The request: Reproduce the post on strongly coupled parabolic systems below word for word, from its dated title line to its final sentence.

Passage:

[3.5.2016] Global existence and Regularity results for strongly coupled nonregular parabolic systems via Iterative methods

Today post is not a new ArXiv article but instead referred from such an article. While reading the Introduction of this (today) ArXiv paper of Dung Le, I came to another old ArXiv paper of him which I’m going to write about (very shortly) now.

The author studied strongly coupled parabolic system of the form

u_t = \mathrm{div}(A(u)Du) + f(u)

with initial data and boundary condition, in which u: \Omega\times R_+ \rightarrow \mathbb R^m where \Omega is a bounded domain in \mathbb R^n.

The diffusion matrix A(u) and nonlinearity f(u) satisfy some natural conditions. For example, one can take A(u) as a linear matrix satisfying the elliptic condition and f(u) to be polynomial.

Assuming that p_0 > n and initial data u_0\in W^{1,p_0}(\Omega), it is well-known that the system has a unique local classical solution

u\in C([0,T_{max}), W^{1,p_0}(\Omega))\cap C^{1,2}((0,T_{max})\times\overline{\Omega}).

Moreover, the criterion for blow-up is: if T_{max} <+\infty then

\lim_{t\rightarrow T_{max}^{-}}\|u(t)\|_{W^{1,p_0}(\Omega)} = \infty.

In other words, if we can prove that

\lim_{t\rightarrow T_{max}^{-}}\|u(t)\|_{W^{1,p_0}(\Omega)} < \infty                         (*)

then T_{max} = \infty, that is the global solution exists globally.

Note that since p_0 >n, thanks to the Morrey embedding W^{1,p_0}(\Omega)\hookrightarrow C^{0,\gamma}(\Omega) the condition (*) implies that the solution is bounded in L^{\infty}(\Omega). This fact is usually very hard to prove in general system due to the lack of comparison principle.

Source data:
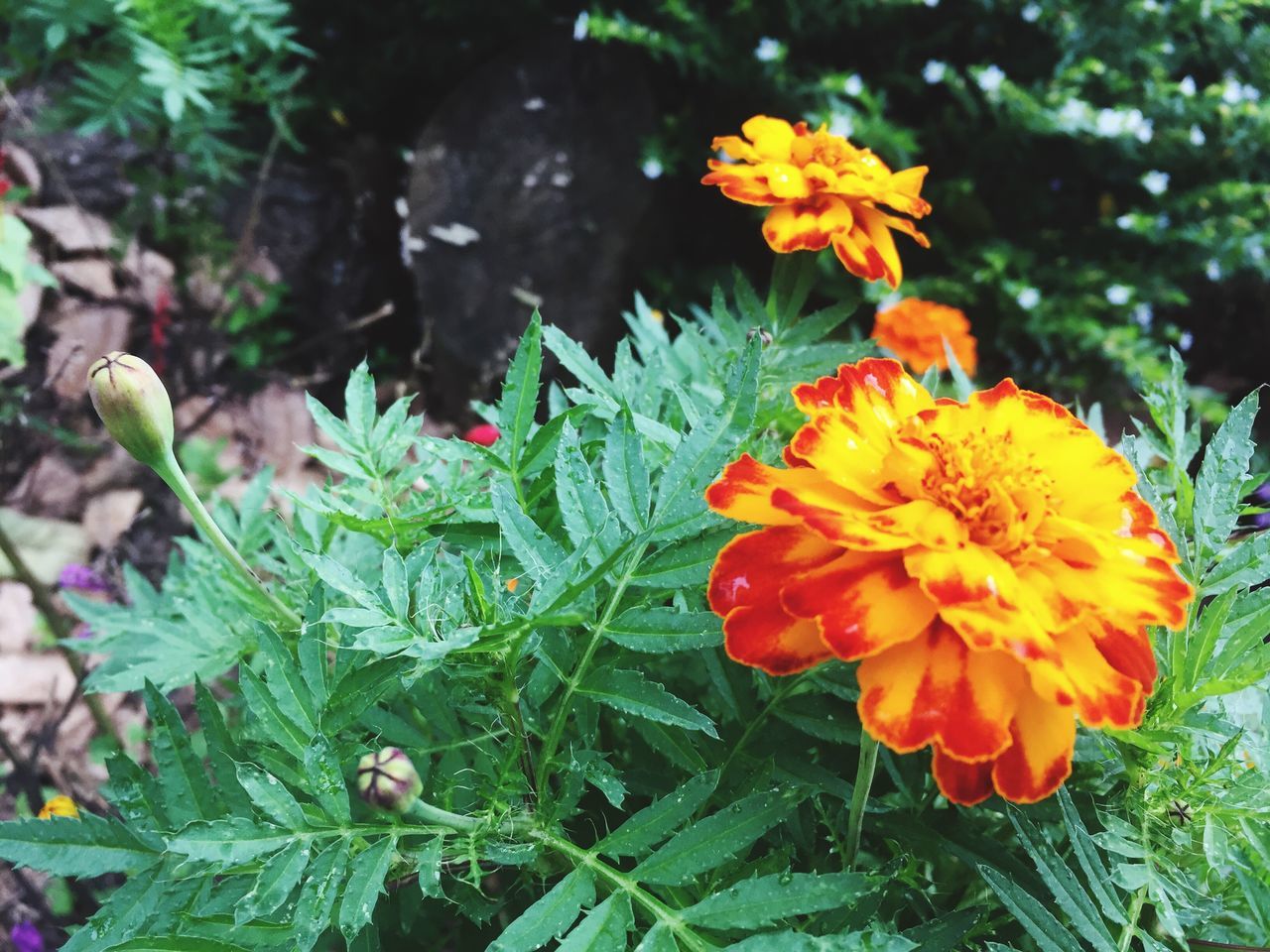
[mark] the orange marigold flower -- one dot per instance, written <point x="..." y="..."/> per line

Full answer:
[3.5.2016] Global existence and Regularity results for strongly coupled nonregular parabolic systems via Iterative methods

Today post is not a new ArXiv article but instead referred from such an article. While reading the Introduction of this (today) ArXiv paper of Dung Le, I came to another old ArXiv paper of him which I’m going to write about (very shortly) now.

The author studied strongly coupled parabolic system of the form

u_t = \mathrm{div}(A(u)Du) + f(u)

with initial data and boundary condition, in which u: \Omega\times R_+ \rightarrow \mathbb R^m where \Omega is a bounded domain in \mathbb R^n.

The diffusion matrix A(u) and nonlinearity f(u) satisfy some natural conditions. For example, one can take A(u) as a linear matrix satisfying the elliptic condition and f(u) to be polynomial.

Assuming that p_0 > n and initial data u_0\in W^{1,p_0}(\Omega), it is well-known that the system has a unique local classical solution

u\in C([0,T_{max}), W^{1,p_0}(\Omega))\cap C^{1,2}((0,T_{max})\times\overline{\Omega}).

Moreover, the criterion for blow-up is: if T_{max} <+\infty then

\lim_{t\rightarrow T_{max}^{-}}\|u(t)\|_{W^{1,p_0}(\Omega)} = \infty.

In other words, if we can prove that

\lim_{t\rightarrow T_{max}^{-}}\|u(t)\|_{W^{1,p_0}(\Omega)} < \infty                         (*)

then T_{max} = \infty, that is the global solution exists globally.

Note that since p_0 >n, thanks to the Morrey embedding W^{1,p_0}(\Omega)\hookrightarrow C^{0,\gamma}(\Omega) the condition (*) implies that the solution is bounded in L^{\infty}(\Omega). This fact is usually very hard to prove in general system due to the lack of comparison principle.